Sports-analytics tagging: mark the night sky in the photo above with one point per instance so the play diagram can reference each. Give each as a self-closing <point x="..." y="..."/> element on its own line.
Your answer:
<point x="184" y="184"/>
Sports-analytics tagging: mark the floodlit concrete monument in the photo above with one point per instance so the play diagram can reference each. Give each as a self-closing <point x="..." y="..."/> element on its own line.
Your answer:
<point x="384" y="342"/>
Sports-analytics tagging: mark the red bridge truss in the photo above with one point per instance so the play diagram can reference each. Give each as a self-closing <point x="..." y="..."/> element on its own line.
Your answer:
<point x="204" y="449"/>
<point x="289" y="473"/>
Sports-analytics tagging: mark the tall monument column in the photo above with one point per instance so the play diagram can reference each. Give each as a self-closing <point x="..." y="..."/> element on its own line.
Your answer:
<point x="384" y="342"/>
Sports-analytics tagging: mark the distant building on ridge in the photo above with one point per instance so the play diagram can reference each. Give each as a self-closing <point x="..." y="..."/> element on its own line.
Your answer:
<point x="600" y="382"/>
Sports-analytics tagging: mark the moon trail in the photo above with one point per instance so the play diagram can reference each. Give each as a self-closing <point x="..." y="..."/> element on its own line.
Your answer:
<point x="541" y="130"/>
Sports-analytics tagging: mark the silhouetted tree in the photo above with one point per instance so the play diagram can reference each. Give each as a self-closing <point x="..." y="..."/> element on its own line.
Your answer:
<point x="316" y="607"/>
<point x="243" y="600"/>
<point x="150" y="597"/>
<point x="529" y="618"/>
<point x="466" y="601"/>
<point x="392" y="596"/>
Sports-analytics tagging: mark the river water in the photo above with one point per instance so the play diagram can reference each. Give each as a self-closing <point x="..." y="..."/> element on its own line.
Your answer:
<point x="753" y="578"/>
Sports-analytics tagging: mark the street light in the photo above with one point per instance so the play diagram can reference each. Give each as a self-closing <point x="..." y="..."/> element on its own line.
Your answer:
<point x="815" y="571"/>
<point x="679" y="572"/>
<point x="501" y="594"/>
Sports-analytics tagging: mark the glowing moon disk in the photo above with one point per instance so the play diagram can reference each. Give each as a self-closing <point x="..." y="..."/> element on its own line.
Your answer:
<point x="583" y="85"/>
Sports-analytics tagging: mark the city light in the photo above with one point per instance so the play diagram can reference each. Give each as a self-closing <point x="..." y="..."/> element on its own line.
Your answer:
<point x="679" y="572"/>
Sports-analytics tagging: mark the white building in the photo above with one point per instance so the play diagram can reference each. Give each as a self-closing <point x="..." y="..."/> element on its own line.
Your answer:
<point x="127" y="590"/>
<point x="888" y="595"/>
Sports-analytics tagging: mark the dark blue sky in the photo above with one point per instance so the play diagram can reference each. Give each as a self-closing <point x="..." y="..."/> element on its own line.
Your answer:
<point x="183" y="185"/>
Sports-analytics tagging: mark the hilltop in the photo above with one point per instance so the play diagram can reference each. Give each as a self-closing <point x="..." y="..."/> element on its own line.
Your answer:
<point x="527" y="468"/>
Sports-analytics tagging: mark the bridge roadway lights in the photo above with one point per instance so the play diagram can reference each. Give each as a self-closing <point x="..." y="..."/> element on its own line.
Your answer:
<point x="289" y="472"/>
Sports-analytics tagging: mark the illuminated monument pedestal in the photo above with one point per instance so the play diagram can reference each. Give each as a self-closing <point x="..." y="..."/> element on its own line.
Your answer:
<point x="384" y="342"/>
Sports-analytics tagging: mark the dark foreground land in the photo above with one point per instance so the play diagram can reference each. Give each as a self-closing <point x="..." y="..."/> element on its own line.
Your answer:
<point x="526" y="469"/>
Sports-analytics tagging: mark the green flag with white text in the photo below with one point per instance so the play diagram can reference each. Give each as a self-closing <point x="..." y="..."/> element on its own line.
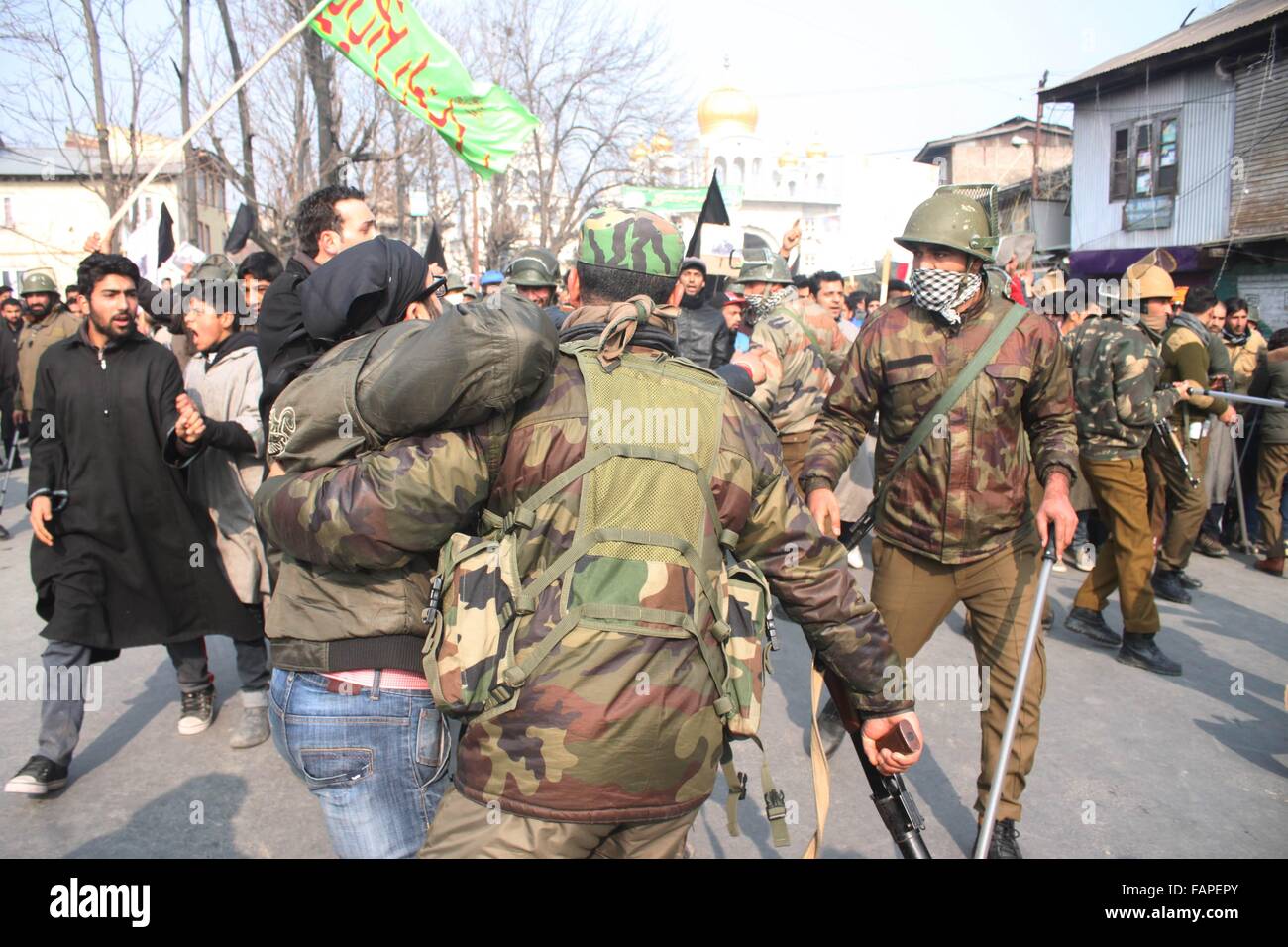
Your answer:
<point x="389" y="42"/>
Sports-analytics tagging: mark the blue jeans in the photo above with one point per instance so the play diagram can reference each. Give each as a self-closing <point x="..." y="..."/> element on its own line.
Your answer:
<point x="373" y="758"/>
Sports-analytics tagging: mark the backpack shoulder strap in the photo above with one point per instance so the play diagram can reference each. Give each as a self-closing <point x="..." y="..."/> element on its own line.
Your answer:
<point x="945" y="403"/>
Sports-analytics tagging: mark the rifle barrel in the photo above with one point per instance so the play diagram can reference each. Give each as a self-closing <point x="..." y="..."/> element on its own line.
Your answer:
<point x="1240" y="398"/>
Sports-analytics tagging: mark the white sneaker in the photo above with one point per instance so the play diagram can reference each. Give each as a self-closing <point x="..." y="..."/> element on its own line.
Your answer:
<point x="1086" y="557"/>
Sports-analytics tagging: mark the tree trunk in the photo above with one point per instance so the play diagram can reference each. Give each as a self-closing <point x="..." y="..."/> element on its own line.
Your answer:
<point x="189" y="153"/>
<point x="111" y="189"/>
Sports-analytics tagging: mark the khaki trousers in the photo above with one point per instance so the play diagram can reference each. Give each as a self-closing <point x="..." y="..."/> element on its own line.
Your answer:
<point x="464" y="828"/>
<point x="915" y="592"/>
<point x="1170" y="487"/>
<point x="1271" y="470"/>
<point x="1125" y="561"/>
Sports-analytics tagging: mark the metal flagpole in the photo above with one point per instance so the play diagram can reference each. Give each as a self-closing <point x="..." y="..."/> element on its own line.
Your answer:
<point x="176" y="146"/>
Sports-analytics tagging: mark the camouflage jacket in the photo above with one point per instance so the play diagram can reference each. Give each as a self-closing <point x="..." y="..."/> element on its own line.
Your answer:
<point x="797" y="379"/>
<point x="964" y="493"/>
<point x="1115" y="379"/>
<point x="583" y="744"/>
<point x="822" y="330"/>
<point x="1243" y="359"/>
<point x="1186" y="357"/>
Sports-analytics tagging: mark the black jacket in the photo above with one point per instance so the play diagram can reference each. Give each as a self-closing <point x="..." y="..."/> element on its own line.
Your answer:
<point x="702" y="335"/>
<point x="134" y="560"/>
<point x="284" y="347"/>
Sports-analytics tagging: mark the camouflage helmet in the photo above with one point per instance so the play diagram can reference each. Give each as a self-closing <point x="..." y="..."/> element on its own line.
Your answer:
<point x="533" y="266"/>
<point x="1147" y="281"/>
<point x="38" y="281"/>
<point x="764" y="265"/>
<point x="635" y="240"/>
<point x="961" y="217"/>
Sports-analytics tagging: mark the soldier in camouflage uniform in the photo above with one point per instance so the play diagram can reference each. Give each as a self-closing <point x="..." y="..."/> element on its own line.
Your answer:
<point x="585" y="762"/>
<point x="1185" y="355"/>
<point x="797" y="376"/>
<point x="957" y="525"/>
<point x="1116" y="371"/>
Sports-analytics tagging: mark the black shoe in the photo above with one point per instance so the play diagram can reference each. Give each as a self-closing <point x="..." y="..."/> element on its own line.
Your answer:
<point x="39" y="777"/>
<point x="1090" y="624"/>
<point x="1167" y="585"/>
<point x="1140" y="651"/>
<point x="196" y="710"/>
<point x="829" y="728"/>
<point x="1210" y="545"/>
<point x="1003" y="844"/>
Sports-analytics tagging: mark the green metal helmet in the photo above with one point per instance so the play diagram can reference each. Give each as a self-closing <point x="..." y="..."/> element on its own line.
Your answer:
<point x="961" y="217"/>
<point x="38" y="281"/>
<point x="215" y="266"/>
<point x="635" y="240"/>
<point x="764" y="265"/>
<point x="533" y="266"/>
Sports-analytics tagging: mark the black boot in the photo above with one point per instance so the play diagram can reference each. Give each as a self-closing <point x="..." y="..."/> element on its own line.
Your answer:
<point x="1004" y="843"/>
<point x="1167" y="585"/>
<point x="1093" y="625"/>
<point x="1140" y="651"/>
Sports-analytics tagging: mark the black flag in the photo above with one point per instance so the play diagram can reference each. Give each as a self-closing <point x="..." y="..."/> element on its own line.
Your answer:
<point x="712" y="213"/>
<point x="434" y="248"/>
<point x="165" y="236"/>
<point x="244" y="224"/>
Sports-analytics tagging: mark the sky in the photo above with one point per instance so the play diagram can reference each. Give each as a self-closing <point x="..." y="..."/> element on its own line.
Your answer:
<point x="887" y="76"/>
<point x="866" y="77"/>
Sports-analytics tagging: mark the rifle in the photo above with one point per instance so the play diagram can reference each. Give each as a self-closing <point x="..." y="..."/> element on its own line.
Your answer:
<point x="889" y="792"/>
<point x="1240" y="398"/>
<point x="1164" y="431"/>
<point x="8" y="467"/>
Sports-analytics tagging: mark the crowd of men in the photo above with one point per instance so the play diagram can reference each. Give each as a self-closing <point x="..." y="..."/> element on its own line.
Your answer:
<point x="415" y="505"/>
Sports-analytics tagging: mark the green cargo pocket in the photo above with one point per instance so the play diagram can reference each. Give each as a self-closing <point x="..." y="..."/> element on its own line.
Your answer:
<point x="472" y="622"/>
<point x="751" y="637"/>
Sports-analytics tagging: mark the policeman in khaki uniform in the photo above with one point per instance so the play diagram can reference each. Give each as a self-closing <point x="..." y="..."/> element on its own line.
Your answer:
<point x="601" y="737"/>
<point x="1116" y="369"/>
<point x="797" y="376"/>
<point x="957" y="525"/>
<point x="1184" y="346"/>
<point x="48" y="322"/>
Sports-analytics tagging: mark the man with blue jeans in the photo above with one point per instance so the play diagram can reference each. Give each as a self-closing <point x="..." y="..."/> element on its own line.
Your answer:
<point x="373" y="757"/>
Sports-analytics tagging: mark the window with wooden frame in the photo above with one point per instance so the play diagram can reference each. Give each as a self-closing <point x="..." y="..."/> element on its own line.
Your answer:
<point x="1145" y="158"/>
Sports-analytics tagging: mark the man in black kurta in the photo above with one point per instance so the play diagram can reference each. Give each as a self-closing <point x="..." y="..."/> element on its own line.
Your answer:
<point x="120" y="556"/>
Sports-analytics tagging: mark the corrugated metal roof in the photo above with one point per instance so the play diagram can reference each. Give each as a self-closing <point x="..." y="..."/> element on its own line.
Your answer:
<point x="56" y="162"/>
<point x="1232" y="18"/>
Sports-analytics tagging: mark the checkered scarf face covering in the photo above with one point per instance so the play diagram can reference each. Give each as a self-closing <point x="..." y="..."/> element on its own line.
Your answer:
<point x="941" y="291"/>
<point x="759" y="307"/>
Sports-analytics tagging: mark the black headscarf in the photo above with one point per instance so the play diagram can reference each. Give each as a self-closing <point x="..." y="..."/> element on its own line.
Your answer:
<point x="368" y="286"/>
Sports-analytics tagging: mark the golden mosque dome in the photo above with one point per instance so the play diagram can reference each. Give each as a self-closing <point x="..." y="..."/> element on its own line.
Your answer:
<point x="728" y="110"/>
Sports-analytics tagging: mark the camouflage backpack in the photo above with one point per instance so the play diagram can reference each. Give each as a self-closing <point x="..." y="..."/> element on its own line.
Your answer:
<point x="645" y="500"/>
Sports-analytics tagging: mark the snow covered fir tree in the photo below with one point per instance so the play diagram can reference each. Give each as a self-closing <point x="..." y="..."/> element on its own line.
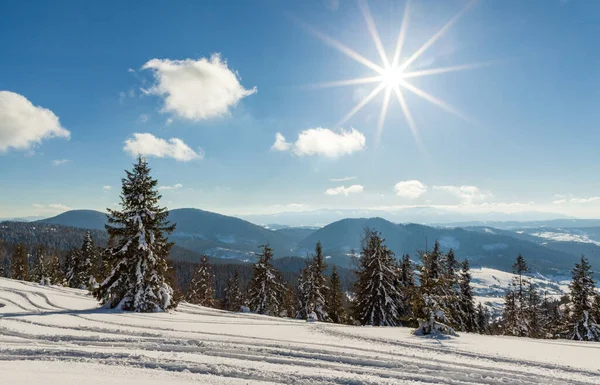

[WORK TO COMPLETE]
When the word "green" turns up on a line of the material above, copy that line.

[RESULT OF THE TASK]
Sports-analytics tagging: mark the green flag with white text in the photo below with one point per instance so the play diagram can reference each. Give each as a self-closing <point x="..." y="..."/> element on its own line.
Sports-analytics tagging: mark the green metal helmet in the photo above with one point per instance so the play diagram can reference each. Give each as a self-closing <point x="..." y="..."/> element on its own line.
Sports-analytics tagging: mark the green cargo pocket in the photo above with one point per instance so the play diagram can reference each. Give each as a self-closing <point x="..." y="..."/> element on its own line.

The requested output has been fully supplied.